[Dataset content Boundary: Start]
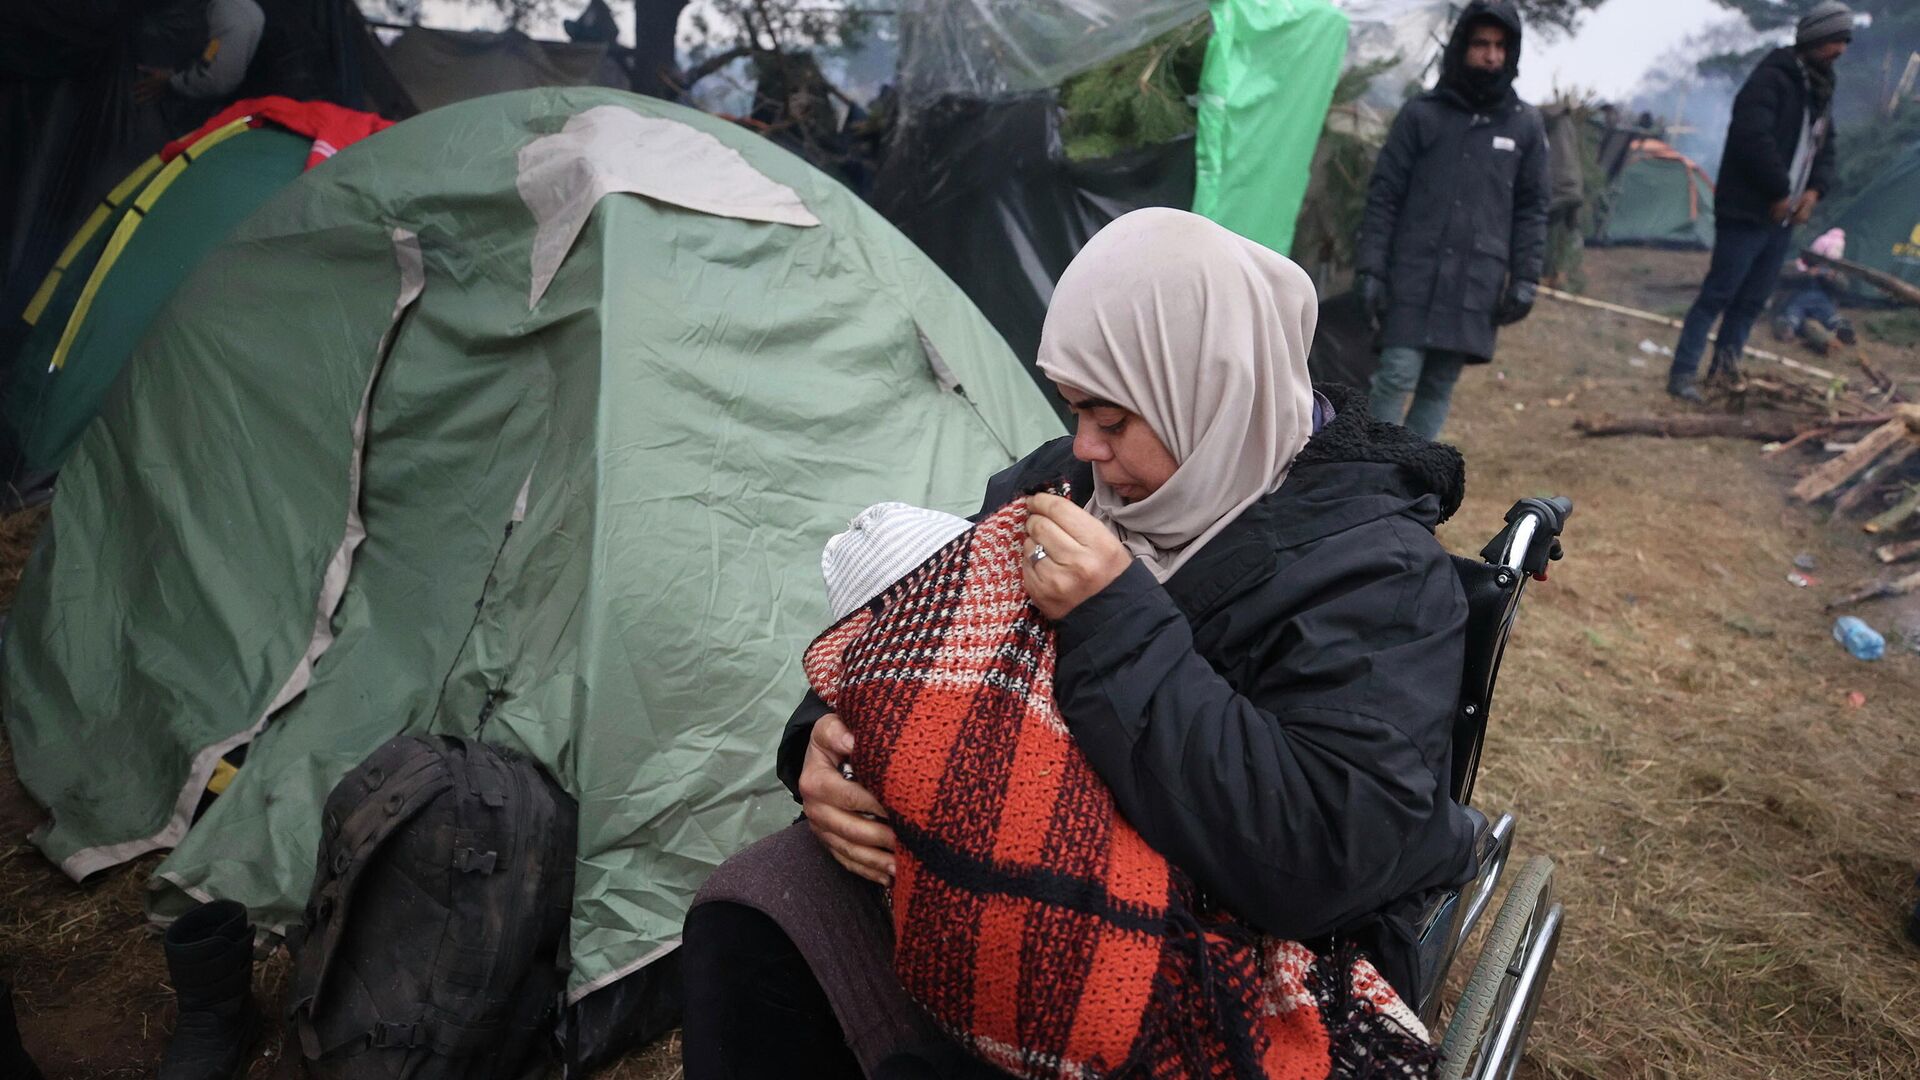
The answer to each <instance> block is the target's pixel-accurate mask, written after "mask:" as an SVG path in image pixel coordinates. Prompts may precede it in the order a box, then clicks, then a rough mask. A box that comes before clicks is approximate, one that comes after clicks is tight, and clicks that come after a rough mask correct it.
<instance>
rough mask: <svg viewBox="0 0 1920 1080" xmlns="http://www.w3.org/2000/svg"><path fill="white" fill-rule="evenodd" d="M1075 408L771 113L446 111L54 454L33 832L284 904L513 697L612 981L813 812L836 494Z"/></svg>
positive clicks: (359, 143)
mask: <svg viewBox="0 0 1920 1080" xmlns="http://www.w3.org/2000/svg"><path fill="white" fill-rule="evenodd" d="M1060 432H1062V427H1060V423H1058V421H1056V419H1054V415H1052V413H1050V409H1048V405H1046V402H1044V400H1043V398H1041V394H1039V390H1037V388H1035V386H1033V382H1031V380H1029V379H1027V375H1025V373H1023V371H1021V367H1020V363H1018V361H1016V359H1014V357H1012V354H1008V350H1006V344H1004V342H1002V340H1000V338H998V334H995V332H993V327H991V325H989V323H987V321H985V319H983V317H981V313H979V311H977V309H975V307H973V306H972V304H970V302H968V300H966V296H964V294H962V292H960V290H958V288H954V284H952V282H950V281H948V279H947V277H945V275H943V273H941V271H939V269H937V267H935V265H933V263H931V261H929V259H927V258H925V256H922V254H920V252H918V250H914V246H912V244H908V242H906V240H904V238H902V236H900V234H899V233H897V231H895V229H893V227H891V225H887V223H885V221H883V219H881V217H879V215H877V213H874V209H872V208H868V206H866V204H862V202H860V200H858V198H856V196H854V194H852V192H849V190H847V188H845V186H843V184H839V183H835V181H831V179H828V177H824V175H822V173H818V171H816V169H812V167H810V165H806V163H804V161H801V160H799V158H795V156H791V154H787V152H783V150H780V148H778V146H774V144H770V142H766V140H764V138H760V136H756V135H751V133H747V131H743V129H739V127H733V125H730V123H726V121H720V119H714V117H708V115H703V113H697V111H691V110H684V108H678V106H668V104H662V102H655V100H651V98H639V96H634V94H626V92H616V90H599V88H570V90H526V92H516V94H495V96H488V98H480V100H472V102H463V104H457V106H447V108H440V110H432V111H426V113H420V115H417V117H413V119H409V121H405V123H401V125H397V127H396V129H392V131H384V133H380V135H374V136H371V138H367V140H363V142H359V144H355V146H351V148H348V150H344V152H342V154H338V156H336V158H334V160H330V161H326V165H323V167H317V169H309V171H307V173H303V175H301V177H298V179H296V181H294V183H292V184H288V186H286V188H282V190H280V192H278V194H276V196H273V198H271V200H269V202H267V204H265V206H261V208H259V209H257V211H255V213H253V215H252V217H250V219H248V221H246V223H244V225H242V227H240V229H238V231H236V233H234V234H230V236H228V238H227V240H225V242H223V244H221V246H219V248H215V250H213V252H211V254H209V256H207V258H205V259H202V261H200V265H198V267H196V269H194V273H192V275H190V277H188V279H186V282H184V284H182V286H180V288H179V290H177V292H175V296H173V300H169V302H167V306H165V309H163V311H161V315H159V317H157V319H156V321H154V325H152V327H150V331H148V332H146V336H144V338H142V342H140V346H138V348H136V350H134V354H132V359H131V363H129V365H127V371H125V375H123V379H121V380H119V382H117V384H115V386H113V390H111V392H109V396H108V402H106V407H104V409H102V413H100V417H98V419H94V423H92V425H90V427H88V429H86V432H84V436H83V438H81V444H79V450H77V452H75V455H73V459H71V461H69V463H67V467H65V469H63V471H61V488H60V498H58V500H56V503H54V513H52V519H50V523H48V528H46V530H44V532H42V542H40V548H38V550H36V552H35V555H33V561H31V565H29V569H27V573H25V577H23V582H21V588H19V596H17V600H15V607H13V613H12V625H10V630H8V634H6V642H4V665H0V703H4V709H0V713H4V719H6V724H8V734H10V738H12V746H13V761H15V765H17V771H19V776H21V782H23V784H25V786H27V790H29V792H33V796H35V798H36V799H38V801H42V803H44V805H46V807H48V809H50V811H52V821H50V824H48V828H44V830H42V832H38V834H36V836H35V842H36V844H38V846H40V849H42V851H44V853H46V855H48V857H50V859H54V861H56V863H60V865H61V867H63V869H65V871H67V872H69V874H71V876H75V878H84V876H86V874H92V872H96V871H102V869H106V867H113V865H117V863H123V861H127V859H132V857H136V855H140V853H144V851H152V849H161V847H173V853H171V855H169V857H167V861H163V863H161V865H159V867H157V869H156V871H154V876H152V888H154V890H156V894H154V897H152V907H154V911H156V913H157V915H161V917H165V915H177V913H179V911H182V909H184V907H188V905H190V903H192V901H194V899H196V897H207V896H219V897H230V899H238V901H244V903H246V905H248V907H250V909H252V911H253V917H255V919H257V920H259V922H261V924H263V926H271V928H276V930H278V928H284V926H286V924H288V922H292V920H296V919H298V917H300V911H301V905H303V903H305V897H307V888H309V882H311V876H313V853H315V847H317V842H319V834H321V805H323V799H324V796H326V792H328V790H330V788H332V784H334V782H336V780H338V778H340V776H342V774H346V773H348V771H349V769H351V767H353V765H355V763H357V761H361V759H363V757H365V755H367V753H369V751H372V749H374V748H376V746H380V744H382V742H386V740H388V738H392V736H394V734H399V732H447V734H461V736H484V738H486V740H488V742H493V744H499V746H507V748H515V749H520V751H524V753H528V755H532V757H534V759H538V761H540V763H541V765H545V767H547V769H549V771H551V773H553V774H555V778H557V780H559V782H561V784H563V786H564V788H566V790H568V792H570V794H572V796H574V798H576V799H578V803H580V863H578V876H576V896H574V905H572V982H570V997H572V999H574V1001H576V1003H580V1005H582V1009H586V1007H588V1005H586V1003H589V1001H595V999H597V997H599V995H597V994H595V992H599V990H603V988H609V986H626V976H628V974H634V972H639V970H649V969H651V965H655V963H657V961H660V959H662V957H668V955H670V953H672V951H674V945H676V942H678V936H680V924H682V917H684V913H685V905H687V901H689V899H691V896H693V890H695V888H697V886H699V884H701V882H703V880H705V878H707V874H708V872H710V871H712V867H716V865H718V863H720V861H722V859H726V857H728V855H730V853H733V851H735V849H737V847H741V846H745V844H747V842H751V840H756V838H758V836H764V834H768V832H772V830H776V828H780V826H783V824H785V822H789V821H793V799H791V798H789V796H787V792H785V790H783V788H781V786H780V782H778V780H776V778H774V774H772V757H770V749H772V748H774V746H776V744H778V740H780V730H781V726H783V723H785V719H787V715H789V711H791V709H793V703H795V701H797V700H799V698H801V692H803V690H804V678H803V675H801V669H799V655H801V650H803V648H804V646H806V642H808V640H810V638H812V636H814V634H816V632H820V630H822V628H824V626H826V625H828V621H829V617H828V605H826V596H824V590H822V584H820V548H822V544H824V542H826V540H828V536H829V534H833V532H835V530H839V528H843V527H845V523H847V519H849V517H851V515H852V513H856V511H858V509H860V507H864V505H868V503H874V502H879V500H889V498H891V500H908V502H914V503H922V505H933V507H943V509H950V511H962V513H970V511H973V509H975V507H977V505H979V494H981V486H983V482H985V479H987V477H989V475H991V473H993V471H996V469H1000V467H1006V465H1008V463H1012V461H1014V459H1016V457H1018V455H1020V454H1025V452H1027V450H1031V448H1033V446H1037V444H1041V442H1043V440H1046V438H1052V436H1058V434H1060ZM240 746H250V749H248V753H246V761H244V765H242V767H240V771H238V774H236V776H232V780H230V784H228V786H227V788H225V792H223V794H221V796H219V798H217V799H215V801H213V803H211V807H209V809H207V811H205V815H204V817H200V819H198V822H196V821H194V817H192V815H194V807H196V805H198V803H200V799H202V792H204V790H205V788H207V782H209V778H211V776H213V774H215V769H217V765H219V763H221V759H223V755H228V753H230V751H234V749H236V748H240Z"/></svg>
[Dataset content Boundary: End]
[Dataset content Boundary: Start]
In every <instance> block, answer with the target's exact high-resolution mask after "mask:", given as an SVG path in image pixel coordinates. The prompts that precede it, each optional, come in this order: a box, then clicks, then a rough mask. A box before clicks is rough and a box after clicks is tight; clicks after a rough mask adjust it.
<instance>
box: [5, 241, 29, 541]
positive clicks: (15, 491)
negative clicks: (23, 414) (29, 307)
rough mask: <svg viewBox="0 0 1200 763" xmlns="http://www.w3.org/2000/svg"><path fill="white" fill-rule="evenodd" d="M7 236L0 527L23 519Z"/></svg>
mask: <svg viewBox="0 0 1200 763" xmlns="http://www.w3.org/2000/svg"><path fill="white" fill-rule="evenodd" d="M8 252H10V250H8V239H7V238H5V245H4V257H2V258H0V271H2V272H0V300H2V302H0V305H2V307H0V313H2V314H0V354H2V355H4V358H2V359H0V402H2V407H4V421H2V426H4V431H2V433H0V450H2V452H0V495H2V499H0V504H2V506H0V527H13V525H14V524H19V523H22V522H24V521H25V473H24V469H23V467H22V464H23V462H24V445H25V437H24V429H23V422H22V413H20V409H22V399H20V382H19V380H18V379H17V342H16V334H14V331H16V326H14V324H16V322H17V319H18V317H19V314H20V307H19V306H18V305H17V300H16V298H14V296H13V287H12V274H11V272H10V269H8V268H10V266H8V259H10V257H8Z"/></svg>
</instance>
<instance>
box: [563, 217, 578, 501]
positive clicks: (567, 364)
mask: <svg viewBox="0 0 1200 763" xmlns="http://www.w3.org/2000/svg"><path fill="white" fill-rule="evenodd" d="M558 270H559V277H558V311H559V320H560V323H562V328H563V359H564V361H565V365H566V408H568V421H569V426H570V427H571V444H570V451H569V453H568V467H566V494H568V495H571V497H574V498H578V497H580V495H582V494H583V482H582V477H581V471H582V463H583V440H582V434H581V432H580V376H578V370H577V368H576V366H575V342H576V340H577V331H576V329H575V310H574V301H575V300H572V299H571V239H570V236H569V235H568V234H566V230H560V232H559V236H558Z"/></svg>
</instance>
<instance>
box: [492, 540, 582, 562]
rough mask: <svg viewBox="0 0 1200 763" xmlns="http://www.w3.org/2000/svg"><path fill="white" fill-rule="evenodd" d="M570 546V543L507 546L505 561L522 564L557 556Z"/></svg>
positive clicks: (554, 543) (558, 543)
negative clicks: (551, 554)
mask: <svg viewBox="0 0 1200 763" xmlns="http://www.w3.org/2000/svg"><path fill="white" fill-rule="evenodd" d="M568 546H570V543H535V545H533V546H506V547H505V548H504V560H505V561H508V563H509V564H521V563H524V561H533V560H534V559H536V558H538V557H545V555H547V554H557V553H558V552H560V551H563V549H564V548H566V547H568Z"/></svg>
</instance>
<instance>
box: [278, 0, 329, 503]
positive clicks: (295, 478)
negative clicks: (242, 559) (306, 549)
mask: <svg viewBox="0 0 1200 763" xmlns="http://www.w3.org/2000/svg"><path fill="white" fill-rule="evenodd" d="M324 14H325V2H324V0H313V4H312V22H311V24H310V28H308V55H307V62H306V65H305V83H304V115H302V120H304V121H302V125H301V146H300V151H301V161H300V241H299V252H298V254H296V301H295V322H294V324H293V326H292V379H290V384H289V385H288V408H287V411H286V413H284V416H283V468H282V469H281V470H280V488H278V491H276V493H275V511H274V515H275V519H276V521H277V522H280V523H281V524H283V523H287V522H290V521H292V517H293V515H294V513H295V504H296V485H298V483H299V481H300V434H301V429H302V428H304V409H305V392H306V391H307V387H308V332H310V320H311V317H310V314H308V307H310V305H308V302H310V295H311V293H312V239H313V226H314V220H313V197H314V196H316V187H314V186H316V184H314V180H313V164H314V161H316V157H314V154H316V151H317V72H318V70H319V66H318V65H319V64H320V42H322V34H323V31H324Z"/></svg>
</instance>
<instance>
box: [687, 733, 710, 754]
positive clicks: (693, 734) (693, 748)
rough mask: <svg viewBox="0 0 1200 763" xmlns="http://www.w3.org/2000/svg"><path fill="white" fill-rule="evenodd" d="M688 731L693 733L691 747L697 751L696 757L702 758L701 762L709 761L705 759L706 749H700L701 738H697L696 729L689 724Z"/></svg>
[Dataset content Boundary: End]
**Exercise**. Retype exactly the lines above, from the one with "box: [5, 241, 29, 541]" through the one with "positive clicks: (554, 543) (558, 543)", inclusive.

**Answer**.
box: [5, 241, 29, 541]
positive clicks: (15, 491)
negative clicks: (23, 414) (29, 307)
rough mask: <svg viewBox="0 0 1200 763" xmlns="http://www.w3.org/2000/svg"><path fill="white" fill-rule="evenodd" d="M7 236L0 527L23 519Z"/></svg>
mask: <svg viewBox="0 0 1200 763" xmlns="http://www.w3.org/2000/svg"><path fill="white" fill-rule="evenodd" d="M8 252H10V250H8V239H7V238H5V245H4V257H2V258H0V271H2V272H0V300H2V302H0V305H2V307H0V313H2V314H0V354H2V355H4V358H2V359H0V402H2V407H4V421H2V426H4V431H2V433H0V450H2V452H0V495H2V499H0V504H2V506H0V527H13V525H14V524H19V523H22V522H24V521H25V473H24V469H23V467H22V464H23V462H24V445H25V437H24V429H23V422H22V413H20V409H22V399H20V382H19V380H18V379H17V342H16V334H14V331H16V326H14V324H16V322H17V319H18V317H19V314H20V307H19V306H18V305H17V300H16V298H14V296H13V287H12V274H11V272H10V269H8V268H10V266H8V259H10V257H8Z"/></svg>
</instance>
<instance>
box: [563, 217, 578, 501]
positive clicks: (567, 364)
mask: <svg viewBox="0 0 1200 763" xmlns="http://www.w3.org/2000/svg"><path fill="white" fill-rule="evenodd" d="M558 270H559V277H558V311H559V320H560V323H562V328H563V359H564V361H565V365H566V408H568V421H569V426H570V427H571V444H570V451H569V453H568V467H566V494H568V495H571V497H574V498H578V497H580V495H582V494H583V482H582V477H581V471H582V463H583V440H582V434H581V432H580V376H578V370H577V368H576V366H575V342H576V340H577V331H576V329H575V310H574V301H575V300H572V299H571V239H570V236H569V235H568V234H566V230H560V232H559V236H558Z"/></svg>
</instance>
<instance>
box: [492, 540, 582, 562]
rough mask: <svg viewBox="0 0 1200 763" xmlns="http://www.w3.org/2000/svg"><path fill="white" fill-rule="evenodd" d="M570 546V543L507 546L505 561L522 564L557 556Z"/></svg>
positive clicks: (554, 543) (558, 543)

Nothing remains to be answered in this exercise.